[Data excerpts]

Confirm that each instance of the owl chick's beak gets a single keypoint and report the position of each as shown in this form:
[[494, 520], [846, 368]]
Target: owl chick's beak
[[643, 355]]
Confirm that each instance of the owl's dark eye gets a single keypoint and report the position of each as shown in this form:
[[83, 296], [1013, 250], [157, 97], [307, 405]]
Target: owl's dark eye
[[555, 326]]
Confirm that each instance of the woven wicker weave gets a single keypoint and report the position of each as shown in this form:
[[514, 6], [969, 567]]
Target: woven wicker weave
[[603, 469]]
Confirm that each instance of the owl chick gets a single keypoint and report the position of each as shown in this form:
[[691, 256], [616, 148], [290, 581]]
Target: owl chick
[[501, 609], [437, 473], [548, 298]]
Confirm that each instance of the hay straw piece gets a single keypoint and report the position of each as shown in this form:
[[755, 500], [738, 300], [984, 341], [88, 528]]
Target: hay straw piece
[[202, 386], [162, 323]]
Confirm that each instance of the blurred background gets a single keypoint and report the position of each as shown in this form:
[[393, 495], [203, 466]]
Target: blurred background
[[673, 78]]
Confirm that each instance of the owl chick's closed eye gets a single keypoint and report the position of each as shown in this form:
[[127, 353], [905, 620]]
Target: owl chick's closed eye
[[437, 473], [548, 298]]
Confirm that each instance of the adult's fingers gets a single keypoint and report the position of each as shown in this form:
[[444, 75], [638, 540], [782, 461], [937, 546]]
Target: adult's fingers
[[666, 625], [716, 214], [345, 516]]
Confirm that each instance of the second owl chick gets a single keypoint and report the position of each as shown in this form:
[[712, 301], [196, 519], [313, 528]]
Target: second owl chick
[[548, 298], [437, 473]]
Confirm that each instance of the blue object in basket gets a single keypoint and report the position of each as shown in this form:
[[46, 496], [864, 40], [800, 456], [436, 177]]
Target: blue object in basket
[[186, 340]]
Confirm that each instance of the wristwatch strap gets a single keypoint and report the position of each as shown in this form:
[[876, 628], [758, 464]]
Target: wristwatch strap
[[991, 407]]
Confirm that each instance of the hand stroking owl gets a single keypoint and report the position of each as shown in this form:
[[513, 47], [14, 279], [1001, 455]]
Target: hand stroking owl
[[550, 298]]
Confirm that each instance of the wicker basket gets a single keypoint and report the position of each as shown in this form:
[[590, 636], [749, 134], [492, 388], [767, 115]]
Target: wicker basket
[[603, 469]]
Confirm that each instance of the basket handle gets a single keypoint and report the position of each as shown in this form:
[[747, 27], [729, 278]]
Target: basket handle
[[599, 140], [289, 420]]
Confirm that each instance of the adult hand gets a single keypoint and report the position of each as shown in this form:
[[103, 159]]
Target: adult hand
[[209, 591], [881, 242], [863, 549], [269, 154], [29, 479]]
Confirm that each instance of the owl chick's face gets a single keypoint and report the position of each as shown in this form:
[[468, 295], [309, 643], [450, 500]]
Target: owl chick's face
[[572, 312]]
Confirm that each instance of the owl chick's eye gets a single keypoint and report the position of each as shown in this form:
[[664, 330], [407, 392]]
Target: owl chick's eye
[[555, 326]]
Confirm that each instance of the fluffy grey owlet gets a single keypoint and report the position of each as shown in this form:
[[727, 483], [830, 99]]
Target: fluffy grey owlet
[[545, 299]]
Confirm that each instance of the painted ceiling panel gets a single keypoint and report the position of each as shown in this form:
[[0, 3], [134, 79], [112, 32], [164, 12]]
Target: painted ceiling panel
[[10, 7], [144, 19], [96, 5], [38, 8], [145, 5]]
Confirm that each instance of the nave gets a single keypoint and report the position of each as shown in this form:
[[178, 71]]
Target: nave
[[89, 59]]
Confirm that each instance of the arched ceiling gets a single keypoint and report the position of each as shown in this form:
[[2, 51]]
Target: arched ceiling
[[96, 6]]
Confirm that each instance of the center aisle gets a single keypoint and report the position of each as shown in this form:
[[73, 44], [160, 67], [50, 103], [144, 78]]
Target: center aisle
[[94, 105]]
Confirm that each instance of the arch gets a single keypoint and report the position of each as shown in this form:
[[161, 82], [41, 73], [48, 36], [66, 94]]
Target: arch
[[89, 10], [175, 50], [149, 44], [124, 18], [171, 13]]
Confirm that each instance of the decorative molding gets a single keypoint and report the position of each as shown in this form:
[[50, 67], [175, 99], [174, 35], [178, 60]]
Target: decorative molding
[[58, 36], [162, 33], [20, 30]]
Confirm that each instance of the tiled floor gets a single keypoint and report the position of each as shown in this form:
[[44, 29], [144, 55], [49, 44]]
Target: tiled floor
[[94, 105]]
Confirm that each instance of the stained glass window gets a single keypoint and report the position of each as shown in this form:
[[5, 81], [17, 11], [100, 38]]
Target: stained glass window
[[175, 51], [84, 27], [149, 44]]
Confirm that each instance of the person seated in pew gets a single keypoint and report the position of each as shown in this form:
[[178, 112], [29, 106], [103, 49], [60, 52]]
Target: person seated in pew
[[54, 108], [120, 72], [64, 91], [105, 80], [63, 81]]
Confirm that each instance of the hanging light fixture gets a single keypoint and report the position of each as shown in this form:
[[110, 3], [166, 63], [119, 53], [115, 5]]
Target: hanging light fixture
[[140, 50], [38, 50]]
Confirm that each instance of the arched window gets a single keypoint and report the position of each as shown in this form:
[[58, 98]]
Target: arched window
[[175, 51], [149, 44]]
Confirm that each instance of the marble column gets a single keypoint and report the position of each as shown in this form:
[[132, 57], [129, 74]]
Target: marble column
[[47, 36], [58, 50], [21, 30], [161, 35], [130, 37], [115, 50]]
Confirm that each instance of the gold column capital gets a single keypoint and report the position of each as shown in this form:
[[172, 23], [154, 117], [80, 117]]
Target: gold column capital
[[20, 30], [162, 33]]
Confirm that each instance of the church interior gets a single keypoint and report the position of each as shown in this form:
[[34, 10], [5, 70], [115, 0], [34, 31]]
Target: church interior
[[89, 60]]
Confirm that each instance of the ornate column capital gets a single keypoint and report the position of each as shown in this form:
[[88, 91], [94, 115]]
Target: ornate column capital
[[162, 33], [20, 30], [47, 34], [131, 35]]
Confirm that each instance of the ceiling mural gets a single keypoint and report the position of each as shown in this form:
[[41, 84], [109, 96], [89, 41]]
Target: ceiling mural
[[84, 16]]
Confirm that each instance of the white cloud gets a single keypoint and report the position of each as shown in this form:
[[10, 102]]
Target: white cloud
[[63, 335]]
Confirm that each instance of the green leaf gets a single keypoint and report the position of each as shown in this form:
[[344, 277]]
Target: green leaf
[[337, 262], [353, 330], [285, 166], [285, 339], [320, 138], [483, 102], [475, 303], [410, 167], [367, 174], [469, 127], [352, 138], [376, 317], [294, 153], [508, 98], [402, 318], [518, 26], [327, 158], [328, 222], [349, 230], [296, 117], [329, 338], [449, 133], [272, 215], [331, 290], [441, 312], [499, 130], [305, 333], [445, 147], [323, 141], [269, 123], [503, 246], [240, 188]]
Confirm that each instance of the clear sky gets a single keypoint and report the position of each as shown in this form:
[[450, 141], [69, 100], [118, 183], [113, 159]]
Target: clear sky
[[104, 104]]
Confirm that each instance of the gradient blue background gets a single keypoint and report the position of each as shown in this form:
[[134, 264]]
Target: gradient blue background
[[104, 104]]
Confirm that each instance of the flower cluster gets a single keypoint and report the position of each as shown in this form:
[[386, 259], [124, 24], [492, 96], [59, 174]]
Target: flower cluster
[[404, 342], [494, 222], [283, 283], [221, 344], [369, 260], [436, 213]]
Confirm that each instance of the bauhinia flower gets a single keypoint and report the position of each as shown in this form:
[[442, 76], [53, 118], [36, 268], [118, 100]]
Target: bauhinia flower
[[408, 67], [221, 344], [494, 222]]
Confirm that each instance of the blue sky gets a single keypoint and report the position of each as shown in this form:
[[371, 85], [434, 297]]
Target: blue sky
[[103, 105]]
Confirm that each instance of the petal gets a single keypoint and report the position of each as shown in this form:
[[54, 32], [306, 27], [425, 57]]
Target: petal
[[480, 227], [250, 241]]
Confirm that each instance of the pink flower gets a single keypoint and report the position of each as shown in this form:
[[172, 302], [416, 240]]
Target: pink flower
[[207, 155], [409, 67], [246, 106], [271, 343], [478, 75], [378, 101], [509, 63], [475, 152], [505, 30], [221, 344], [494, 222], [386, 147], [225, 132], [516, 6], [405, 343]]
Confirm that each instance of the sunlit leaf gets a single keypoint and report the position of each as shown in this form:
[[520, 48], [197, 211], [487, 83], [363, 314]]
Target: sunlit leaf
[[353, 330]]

→ **Exercise description**
Lines after the one containing "Confirm that each instance of the adult's" are not wanted; repeat exactly each line above from the first up to and including it.

→ **Answer below**
Confirm that each instance of the owl chick's beak gets a single keypoint and report the position of each as shown in this form:
[[494, 520], [846, 368]]
Target: owl chick's beak
[[643, 355]]
Confirm that each instance of the owl's dark eye gets a single keypoint and report the position of each as shown in this form:
[[83, 296], [1013, 250], [157, 97], [307, 405]]
Target: owl's dark eye
[[555, 326]]
Confirm that each instance of the woven wicker weave gets a single keypoint and report the position of each as shown in this form:
[[514, 6], [969, 567]]
Target: woven wicker weave
[[603, 469]]
Confirm that each instance of the owl chick gets a single keypoint and report the position of each as shown in this form:
[[691, 256], [616, 148], [290, 581]]
Target: owl chick
[[501, 609], [437, 473], [548, 298]]
Confirm that each instance of the hay straw piece gets a single keypoint and report the position of each as shown in this form:
[[755, 500], [738, 300], [984, 341], [88, 528]]
Target: hay straw piece
[[202, 386], [162, 323]]
Confirm that each instance of the blurred background gets a single keypoint and report the position of each as shown in this form:
[[393, 495], [203, 466]]
Target: blurred background
[[673, 78]]
Confirm that each instance of the owl chick's closed eye gets a single keypoint and report the position of each as shown in this form:
[[127, 353], [905, 620]]
Target: owl chick's closed eye
[[437, 473], [548, 298]]
Confirm that each instance of the adult's fingers gets a single keypoint and report the position of each as shown in this form:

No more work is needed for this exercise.